##### KUTIPAN #####

Kalau ini saya setuju sekali.
Kalau bisa menebak, ada kemungkinan karena branding dan marketing turisme
indonesia kurang terintegrasi. Salah satu masalah nya adalah tour guide yang
terpecah pecah. Agen-agen perjalanan pariwisata Indonesia kalau menurut saya
kurang terintegrasi.

Maksudnya bila kita lihat tour 10 atau 20 hari ke Cina, mereka secara
langsung memasarkan 3-5 kota dengan masing-masing obyek keindahannya. Saya
sendiri merasa jenuh sebab kalau dilihat 20 hari tersebut, setengahnya atau
bahkan lebih sebenarnya dihabiskan di jalan. Tapi toh kesempatan foto-foto
di obyek-obyek pariwisata Cina (atau eropa juga) tidak mau saya lepaskan.

##### MATERI HASIL EKSTRAKSI #####

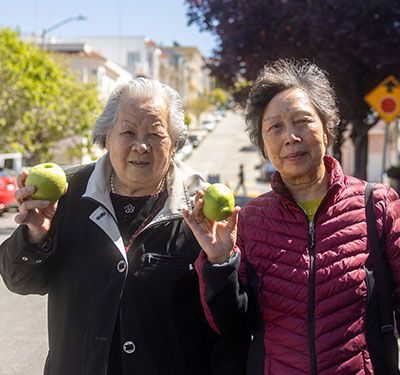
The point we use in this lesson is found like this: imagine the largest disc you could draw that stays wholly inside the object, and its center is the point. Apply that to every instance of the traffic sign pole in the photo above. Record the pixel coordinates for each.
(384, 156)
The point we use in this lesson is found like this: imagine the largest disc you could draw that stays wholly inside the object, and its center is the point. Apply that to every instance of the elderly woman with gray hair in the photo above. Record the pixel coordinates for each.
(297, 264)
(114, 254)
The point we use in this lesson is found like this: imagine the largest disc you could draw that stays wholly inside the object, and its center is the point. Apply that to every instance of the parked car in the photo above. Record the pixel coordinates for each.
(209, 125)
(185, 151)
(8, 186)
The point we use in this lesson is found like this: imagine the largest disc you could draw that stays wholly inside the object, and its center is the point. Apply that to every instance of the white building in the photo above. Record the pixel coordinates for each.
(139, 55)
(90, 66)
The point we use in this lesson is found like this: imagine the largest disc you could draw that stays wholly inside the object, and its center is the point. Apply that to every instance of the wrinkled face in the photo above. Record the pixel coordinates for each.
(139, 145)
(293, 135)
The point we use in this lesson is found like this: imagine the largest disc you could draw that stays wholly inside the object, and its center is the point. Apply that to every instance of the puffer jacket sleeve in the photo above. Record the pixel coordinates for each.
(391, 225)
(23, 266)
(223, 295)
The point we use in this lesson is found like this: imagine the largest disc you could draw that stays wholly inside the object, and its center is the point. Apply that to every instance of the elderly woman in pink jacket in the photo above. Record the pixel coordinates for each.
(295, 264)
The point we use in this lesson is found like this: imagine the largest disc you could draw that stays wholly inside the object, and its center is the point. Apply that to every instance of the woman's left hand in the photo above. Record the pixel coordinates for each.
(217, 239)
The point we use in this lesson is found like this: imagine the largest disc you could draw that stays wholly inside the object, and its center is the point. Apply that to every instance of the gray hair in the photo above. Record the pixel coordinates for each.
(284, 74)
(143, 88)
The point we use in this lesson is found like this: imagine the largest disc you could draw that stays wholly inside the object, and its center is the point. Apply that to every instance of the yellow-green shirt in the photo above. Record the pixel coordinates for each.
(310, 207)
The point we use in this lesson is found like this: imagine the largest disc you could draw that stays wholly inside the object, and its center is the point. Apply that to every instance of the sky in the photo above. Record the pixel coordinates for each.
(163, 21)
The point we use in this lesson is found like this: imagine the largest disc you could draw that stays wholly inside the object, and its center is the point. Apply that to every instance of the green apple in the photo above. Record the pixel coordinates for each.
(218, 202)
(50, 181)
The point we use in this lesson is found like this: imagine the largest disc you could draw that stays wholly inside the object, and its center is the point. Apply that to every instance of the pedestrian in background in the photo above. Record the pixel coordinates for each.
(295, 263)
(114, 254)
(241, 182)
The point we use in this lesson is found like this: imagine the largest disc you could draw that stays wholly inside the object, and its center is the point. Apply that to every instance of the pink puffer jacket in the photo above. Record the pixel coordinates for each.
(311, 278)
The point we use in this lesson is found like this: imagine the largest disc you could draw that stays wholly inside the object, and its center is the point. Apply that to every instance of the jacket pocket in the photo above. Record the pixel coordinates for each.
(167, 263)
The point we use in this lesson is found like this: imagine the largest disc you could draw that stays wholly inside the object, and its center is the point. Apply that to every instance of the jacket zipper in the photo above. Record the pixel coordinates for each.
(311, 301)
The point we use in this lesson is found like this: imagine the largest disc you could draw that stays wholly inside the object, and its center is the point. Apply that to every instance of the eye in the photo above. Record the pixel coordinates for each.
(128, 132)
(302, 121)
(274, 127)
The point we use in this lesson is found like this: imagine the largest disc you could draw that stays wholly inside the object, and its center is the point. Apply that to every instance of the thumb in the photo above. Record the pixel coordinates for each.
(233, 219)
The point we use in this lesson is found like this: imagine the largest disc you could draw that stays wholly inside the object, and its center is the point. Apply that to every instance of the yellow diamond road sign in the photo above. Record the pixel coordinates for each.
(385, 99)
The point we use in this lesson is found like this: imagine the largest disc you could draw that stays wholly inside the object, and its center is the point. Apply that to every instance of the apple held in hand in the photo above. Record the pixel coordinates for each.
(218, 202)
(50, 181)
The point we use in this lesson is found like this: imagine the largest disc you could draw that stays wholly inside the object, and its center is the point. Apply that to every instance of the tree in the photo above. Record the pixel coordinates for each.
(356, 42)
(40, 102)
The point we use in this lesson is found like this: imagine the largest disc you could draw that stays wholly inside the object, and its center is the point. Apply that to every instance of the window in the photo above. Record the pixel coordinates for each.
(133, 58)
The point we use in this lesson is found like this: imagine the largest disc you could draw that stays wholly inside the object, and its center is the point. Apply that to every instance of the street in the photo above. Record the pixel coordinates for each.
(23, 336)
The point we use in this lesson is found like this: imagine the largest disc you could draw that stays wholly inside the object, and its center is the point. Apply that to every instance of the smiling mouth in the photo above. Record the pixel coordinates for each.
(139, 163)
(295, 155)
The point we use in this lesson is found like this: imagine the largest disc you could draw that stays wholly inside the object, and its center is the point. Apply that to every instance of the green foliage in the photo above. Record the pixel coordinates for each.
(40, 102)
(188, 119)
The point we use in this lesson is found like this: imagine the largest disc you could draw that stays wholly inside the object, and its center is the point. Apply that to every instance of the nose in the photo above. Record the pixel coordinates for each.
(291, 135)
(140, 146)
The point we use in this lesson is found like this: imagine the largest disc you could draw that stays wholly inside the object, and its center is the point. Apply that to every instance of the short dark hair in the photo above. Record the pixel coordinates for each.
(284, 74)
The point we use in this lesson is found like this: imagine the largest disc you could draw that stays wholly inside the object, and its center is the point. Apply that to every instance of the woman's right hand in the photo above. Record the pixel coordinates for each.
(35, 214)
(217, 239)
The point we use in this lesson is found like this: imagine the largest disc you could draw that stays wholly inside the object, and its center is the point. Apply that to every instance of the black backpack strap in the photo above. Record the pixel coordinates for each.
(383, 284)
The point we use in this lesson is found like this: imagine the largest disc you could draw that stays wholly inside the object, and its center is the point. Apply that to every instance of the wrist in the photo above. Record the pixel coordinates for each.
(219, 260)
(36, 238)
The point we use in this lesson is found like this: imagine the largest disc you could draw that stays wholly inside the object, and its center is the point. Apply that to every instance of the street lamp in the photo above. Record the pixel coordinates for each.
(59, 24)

#####
##### MATERI HASIL EKSTRAKSI #####

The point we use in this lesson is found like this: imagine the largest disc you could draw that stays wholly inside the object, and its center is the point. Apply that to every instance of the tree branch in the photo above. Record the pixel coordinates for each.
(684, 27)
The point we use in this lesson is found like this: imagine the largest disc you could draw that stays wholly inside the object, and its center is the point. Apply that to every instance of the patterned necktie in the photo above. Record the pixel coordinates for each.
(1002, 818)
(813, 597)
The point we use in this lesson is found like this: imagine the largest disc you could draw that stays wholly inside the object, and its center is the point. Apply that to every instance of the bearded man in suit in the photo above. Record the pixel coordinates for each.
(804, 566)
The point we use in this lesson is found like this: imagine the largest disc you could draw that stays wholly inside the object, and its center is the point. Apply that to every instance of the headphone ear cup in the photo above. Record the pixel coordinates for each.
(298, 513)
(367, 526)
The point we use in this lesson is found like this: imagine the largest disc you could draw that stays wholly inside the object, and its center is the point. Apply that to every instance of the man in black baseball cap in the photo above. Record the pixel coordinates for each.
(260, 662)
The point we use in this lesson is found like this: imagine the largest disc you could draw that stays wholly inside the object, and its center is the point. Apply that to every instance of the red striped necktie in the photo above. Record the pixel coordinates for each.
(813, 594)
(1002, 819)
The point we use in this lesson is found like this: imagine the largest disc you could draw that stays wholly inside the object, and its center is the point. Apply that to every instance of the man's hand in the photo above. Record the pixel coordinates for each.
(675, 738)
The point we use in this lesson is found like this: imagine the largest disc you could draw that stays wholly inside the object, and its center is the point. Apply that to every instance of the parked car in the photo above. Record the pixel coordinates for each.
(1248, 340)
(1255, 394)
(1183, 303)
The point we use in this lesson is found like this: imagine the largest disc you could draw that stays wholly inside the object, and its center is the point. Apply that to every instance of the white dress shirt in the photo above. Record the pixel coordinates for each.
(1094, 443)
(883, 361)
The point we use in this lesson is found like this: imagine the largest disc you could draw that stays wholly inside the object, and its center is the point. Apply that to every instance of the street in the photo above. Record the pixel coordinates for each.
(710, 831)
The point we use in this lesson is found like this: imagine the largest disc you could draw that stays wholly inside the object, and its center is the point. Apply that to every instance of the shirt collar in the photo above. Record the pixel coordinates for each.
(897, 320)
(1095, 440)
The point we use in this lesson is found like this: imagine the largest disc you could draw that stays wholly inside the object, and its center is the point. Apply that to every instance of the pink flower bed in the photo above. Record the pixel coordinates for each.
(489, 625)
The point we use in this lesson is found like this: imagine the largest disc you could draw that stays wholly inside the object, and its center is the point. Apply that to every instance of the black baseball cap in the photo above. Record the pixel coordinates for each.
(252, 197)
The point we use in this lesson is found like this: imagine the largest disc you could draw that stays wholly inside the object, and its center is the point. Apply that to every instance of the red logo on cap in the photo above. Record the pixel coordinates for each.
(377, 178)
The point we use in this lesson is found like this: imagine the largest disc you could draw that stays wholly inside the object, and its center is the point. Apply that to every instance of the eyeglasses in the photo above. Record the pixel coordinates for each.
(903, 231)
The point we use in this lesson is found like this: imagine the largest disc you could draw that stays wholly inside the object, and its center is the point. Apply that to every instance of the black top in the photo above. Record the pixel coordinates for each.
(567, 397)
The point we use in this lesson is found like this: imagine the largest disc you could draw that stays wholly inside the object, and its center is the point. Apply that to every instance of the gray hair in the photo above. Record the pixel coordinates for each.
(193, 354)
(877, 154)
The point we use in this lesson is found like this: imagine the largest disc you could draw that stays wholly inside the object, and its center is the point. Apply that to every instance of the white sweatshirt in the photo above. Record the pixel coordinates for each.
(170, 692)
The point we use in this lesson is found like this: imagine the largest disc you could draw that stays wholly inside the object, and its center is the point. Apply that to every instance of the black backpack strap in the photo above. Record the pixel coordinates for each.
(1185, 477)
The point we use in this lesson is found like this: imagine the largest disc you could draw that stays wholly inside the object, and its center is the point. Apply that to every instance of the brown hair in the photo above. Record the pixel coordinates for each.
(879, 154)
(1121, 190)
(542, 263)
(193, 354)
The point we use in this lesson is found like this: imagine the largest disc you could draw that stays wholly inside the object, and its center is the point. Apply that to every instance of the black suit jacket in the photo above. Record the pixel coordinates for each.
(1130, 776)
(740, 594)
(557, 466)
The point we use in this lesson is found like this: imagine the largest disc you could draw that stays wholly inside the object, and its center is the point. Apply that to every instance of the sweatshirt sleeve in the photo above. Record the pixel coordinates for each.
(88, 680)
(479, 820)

#####
##### MATERI HASIL EKSTRAKSI #####

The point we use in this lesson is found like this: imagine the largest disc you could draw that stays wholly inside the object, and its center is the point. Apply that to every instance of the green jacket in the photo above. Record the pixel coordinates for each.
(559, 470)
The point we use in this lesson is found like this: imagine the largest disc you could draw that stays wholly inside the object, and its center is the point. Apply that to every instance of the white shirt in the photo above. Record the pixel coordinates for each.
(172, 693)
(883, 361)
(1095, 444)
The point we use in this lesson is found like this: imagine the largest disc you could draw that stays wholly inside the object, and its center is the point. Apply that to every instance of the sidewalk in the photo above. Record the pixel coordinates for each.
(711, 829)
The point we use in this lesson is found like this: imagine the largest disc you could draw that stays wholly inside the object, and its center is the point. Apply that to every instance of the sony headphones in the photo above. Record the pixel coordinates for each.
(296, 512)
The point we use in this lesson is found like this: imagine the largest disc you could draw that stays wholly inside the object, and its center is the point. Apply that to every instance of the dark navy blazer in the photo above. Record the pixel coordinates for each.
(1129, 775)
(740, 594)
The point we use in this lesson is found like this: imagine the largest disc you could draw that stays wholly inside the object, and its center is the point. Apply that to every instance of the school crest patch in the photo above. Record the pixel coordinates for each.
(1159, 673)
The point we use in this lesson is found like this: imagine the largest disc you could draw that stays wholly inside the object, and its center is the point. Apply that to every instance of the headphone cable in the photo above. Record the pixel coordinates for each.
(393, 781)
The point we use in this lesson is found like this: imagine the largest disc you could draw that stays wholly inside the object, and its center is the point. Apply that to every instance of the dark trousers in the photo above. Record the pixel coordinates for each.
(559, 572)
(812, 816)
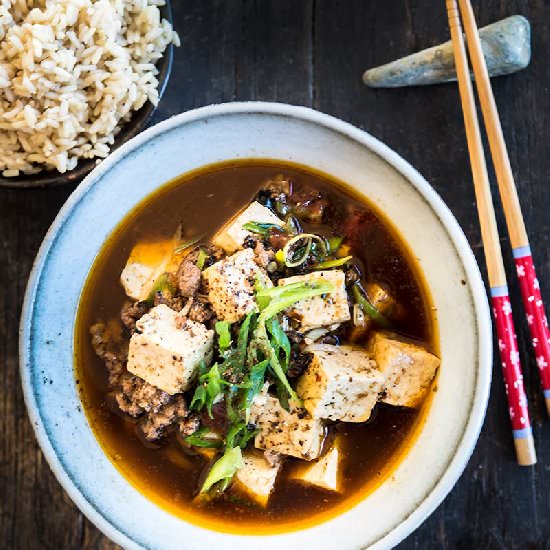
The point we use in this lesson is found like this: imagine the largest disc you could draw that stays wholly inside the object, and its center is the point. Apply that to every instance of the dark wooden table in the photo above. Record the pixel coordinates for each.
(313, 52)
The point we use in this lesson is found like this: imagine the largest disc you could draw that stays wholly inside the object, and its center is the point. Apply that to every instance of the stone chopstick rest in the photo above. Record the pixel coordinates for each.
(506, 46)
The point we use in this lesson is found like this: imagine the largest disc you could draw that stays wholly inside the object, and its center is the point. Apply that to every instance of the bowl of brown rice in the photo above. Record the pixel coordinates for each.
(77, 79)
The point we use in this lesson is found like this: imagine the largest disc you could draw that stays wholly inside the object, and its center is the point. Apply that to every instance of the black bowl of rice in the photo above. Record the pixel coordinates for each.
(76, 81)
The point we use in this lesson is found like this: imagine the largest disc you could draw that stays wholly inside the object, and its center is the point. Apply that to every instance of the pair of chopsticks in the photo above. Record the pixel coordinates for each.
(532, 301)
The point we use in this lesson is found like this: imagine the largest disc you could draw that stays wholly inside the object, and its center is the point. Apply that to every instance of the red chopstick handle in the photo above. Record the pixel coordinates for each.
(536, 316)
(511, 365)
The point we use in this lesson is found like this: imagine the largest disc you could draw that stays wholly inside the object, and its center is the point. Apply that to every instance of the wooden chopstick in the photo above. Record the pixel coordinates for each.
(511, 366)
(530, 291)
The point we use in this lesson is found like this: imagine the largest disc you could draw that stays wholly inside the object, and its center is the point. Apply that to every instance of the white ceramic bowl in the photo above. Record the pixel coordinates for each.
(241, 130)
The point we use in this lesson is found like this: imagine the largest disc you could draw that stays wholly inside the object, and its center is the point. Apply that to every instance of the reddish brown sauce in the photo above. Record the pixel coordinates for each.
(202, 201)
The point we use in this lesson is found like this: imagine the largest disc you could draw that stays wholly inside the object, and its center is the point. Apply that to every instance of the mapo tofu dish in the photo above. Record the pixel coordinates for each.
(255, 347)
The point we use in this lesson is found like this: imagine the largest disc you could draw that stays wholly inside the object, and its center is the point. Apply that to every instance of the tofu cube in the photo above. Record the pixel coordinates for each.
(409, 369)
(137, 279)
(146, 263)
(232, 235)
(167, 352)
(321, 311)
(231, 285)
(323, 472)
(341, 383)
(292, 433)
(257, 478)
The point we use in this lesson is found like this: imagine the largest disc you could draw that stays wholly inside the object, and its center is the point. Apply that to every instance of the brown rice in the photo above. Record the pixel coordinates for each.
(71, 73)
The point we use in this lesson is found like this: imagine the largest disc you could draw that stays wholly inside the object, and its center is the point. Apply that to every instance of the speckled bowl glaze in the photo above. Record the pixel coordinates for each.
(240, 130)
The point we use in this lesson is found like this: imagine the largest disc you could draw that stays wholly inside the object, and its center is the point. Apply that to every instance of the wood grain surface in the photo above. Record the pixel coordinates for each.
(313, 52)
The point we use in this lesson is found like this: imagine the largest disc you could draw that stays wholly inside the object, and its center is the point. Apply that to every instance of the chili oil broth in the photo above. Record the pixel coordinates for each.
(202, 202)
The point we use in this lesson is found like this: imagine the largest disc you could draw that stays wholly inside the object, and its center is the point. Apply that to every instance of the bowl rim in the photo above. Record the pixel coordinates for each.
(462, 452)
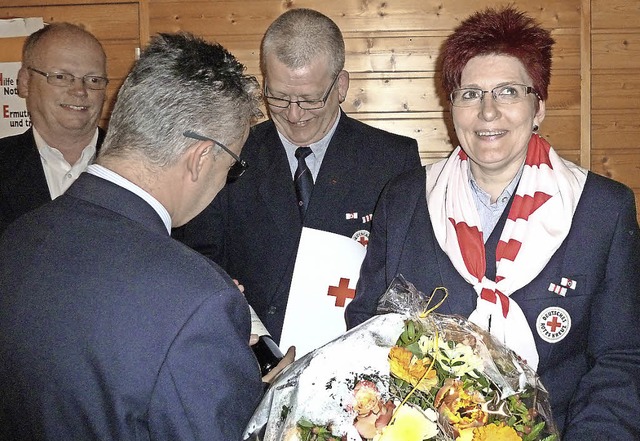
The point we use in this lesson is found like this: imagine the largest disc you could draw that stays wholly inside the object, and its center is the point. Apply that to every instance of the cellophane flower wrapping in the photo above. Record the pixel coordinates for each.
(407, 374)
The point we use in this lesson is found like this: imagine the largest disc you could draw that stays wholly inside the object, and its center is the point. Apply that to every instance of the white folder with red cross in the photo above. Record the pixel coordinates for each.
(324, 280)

#####

__TUGAS TERTULIS 1__
Tuliskan ulang bagian kutipan dari "Kalau bisa menebak, ada" sampai "mau saya lepaskan." tanpa mengubah apa pun.
__TUGAS TERTULIS 2__
Menurut kutipan, berapa kota yang langsung dipasarkan dalam tur 10 atau 20 hari ke Cina?
Daftar di atas adalah materi tersendiri yang terpisah dari kutipan.

__HASIL TUGAS 1__
Kalau bisa menebak, ada kemungkinan karena branding dan marketing turisme
indonesia kurang terintegrasi. Salah satu masalah nya adalah tour guide yang
terpecah pecah. Agen-agen perjalanan pariwisata Indonesia kalau menurut saya
kurang terintegrasi.

Maksudnya bila kita lihat tour 10 atau 20 hari ke Cina, mereka secara
langsung memasarkan 3-5 kota dengan masing-masing obyek keindahannya. Saya
sendiri merasa jenuh sebab kalau dilihat 20 hari tersebut, setengahnya atau
bahkan lebih sebenarnya dihabiskan di jalan. Tapi toh kesempatan foto-foto
di obyek-obyek pariwisata Cina (atau eropa juga) tidak mau saya lepaskan.

__HASIL TUGAS 2__
3-5 kota.